PROBLEM DESCRIPTION = Extract all records. Keep each one exact.

DATASET ROWS =
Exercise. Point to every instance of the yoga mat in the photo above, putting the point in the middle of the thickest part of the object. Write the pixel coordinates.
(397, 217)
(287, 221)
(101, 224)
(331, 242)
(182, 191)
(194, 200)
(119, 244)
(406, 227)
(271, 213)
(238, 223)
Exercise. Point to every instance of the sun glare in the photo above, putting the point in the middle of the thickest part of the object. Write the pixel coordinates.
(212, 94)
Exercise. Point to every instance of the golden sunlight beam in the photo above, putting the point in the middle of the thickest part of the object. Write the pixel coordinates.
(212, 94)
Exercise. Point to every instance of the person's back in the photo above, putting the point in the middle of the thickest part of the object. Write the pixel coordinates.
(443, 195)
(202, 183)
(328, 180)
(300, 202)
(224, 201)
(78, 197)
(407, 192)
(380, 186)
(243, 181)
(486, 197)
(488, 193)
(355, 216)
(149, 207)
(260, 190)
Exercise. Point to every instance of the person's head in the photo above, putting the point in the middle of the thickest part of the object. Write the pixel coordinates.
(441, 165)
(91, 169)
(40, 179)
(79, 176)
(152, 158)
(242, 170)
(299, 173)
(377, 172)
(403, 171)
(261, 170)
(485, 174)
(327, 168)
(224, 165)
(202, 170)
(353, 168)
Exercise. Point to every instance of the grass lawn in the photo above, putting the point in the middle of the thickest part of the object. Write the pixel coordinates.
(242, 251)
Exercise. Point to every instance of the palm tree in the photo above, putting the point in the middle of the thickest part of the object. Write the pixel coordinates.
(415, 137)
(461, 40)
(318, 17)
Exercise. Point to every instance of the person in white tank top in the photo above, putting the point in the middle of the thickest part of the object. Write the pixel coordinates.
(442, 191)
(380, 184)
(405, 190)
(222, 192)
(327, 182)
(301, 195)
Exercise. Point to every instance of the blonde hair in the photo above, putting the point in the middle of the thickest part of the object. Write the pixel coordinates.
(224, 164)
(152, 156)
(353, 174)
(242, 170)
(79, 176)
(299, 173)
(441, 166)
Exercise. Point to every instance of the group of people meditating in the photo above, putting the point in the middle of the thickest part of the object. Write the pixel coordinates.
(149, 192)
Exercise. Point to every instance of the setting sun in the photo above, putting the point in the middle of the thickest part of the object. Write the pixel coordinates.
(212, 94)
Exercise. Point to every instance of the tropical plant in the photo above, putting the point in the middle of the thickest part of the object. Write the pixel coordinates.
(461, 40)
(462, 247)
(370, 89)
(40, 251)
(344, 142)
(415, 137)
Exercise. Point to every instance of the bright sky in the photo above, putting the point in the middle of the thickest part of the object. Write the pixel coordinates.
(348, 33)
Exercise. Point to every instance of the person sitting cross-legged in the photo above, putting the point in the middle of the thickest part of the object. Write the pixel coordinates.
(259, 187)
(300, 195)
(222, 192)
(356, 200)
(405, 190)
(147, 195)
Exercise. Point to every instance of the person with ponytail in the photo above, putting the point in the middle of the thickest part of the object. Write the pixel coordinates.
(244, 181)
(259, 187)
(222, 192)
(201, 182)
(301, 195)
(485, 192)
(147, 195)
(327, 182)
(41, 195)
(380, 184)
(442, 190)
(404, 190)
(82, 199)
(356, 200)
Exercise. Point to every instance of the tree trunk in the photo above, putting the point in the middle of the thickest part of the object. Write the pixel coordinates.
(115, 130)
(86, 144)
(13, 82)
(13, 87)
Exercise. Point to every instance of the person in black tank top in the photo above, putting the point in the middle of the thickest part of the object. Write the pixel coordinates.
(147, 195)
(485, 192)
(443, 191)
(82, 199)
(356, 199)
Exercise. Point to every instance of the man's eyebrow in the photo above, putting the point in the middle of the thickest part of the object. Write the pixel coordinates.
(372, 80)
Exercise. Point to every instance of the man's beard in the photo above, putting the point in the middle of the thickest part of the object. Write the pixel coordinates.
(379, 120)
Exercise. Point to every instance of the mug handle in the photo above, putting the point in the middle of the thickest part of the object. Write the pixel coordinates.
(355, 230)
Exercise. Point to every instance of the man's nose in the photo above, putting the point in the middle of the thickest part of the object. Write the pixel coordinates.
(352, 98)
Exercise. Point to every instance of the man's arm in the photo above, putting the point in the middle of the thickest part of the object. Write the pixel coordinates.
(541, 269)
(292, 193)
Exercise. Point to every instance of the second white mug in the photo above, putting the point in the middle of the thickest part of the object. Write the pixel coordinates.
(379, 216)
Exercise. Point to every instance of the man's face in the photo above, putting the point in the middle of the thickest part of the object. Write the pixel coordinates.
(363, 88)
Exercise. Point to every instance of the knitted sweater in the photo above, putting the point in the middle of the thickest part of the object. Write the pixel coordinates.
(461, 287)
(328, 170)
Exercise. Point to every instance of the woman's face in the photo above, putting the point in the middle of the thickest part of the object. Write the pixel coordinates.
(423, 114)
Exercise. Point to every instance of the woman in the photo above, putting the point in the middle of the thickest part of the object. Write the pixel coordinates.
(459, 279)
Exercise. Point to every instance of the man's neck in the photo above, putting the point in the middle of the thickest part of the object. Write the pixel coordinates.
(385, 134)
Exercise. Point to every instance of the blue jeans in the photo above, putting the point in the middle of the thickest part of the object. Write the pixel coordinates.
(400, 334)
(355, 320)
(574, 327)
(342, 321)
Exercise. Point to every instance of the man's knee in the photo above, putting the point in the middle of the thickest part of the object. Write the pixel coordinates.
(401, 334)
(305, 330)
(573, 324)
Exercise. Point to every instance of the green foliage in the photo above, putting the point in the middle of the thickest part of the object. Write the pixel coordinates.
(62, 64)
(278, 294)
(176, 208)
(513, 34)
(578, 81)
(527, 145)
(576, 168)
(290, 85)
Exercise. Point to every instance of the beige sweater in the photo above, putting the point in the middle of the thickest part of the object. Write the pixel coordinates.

COMPLETED EXERCISE =
Exercise. Point to every instance of the yoga mat in the photo above, putting the point in the middle of the thickest part of the object. Write the pixel coordinates.
(397, 217)
(287, 221)
(101, 224)
(331, 242)
(182, 191)
(194, 200)
(119, 244)
(406, 227)
(271, 213)
(238, 223)
Exercise. Point to every instance of the sun glare in the photo above, putting the point in the middle of the thickest part of the object. Write the pixel coordinates.
(212, 94)
Exercise. Point to every instance of the golden sunlight beam in the photo above, putting the point in the middle of the thickest part of the object. Write the pixel coordinates.
(212, 94)
Exercise. Point to every instance of the person's back in the photo above, putting the point in the middle of the thickest part of the object. Write the pixel coordinates.
(443, 195)
(202, 183)
(328, 180)
(300, 202)
(224, 201)
(78, 197)
(407, 192)
(380, 186)
(243, 181)
(486, 197)
(488, 193)
(355, 216)
(149, 207)
(260, 190)
Exercise. Point to every instance of the person's head in the photo above, putting the point in the middle of the thickest part of the object. Write the pixel coordinates.
(441, 165)
(91, 169)
(40, 179)
(79, 176)
(152, 158)
(242, 170)
(299, 173)
(377, 172)
(403, 171)
(261, 170)
(485, 174)
(327, 168)
(224, 165)
(202, 170)
(353, 168)
Exercise. Point to every instance of the grass lawn in the photo above, putting the point in the middle of the thickest part of the object. Write the pixel coordinates.
(242, 251)
Exercise. Point to every instance of the palm tree in the photo above, putting the point in the middle of the thickest part of the object. Write the pixel coordinates.
(415, 137)
(461, 40)
(318, 17)
Exercise. Point to every instance of the person in white tank top in the photo above, putting the point in the middle of the thickest part of the object. Write the pixel coordinates.
(442, 191)
(380, 184)
(405, 190)
(222, 192)
(327, 182)
(301, 195)
Exercise. Point to every instance of the blonde hair in the photo above, putting the point in the middle of the thickest part of the object. Write the pixel coordinates.
(224, 164)
(152, 156)
(353, 174)
(242, 170)
(79, 176)
(299, 173)
(441, 166)
Exercise. Point to every instance of the group of people meditating in the photo above, putting the point in the middle of the thickest part of the object. Write the pixel coordinates.
(149, 192)
Exercise. Point to every instance of the setting sun in the photo above, putting the point in the middle of the thickest part of the object. Write the pixel coordinates.
(212, 94)
Exercise. Point to every instance of the tropical plant in the photo above, putting the point in the middle of the thickest part of the object. Write the pixel coordinates.
(461, 40)
(462, 247)
(370, 89)
(40, 251)
(344, 142)
(415, 137)
Exercise. Point to every instance of the bright sky in the photo above, putting the point in the middle of the thickest part of the object. Write the pixel coordinates.
(348, 33)
Exercise. Point to every instance of the person sitting cross-legged in the photo above, putting the point in the middle of the thickest part of the object. Write the pixel coordinates.
(259, 187)
(300, 195)
(222, 192)
(356, 200)
(405, 190)
(147, 195)
Exercise. Point to every instance of the person with ponytail in the photo above, putting the point in the middle of the thickest part of the object. Write the pixel coordinates.
(244, 181)
(259, 187)
(222, 192)
(201, 182)
(301, 195)
(485, 192)
(147, 195)
(327, 182)
(41, 195)
(380, 184)
(442, 190)
(404, 190)
(82, 199)
(356, 200)
Exercise. Point to every instance of the tree trunk in the photo above, putting the point in the middle of the thickest part of the object. Write the pixel coordinates.
(115, 130)
(86, 144)
(13, 82)
(13, 87)
Exercise. Point to every instance of the person in black tank top in the photo above, putting the point in the middle of the thickest part of the object. Write the pixel coordinates.
(147, 195)
(485, 192)
(443, 191)
(82, 199)
(356, 199)
Exercise. Point to every instance of the man's eyebrow in the photo above, putting the point in the middle of the thickest part of the object. Write the pixel coordinates.
(372, 80)
Exercise. Point to every instance of the man's beard in the photo above, putting the point in the middle of the thickest part of the object. Write the pixel coordinates.
(379, 120)
Exercise. Point to every instance of the mug handle in the photo above, putting the point in the middle of the thickest part of the object. Write the pixel coordinates.
(355, 230)
Exercise. Point to every instance of the man's nose in the photo above, putting the point in the middle of the thickest part of the object. Write the pixel coordinates.
(352, 98)
Exercise. Point to every instance of the man's arm in the photo above, putting the point in the middle of the thickest part of the object. Write the pixel coordinates.
(541, 269)
(292, 193)
Exercise. Point to every instance of the second white mug in the photo above, putting the point in the middle of the thickest part of the object. Write the pixel coordinates.
(379, 216)
Exercise. Point to every instance of the man's face in the photo above, putting the point in the middle of the thickest part of the object. Write the pixel coordinates.
(363, 88)
Exercise. Point to every instance of the knitted sweater in the photo above, putting the point in the middle of the thickest part of the object. Write the pixel coordinates.
(461, 287)
(328, 170)
Exercise. Point to every instance of the woman's face in the photo above, putting the point in the middle of the thickest part of the object. Write the pixel coordinates.
(423, 114)
Exercise. Point to every instance of the woman in the photo above, putting the point in the middle of the thickest part of the object. Write the pixel coordinates.
(459, 279)
Exercise. Point to every instance of the man's neck in the photo above, putting the point in the middle of the thickest part of the object. Write the pixel coordinates.
(385, 134)
Exercise. Point to every instance of the blue jeans in the photo above, putting the point in the middle of the thickest part of the object. Write the pixel coordinates.
(400, 334)
(355, 320)
(574, 327)
(342, 321)
Exercise. Point to every instance of the man's knee in the photo above, putting the point in the middle of the thickest part of the object. Write the pixel coordinates.
(401, 334)
(305, 330)
(573, 324)
Exercise. Point to every instance of the green foliage in the photo above, putting the point in the middle of the thickest part of the object. Write the pixel coordinates.
(62, 64)
(278, 294)
(176, 208)
(513, 34)
(578, 81)
(527, 145)
(576, 168)
(290, 85)
Exercise. Point to every instance of the beige sweater in the photo above, putting the point in the middle of the thickest part of the object. Write the pixel coordinates.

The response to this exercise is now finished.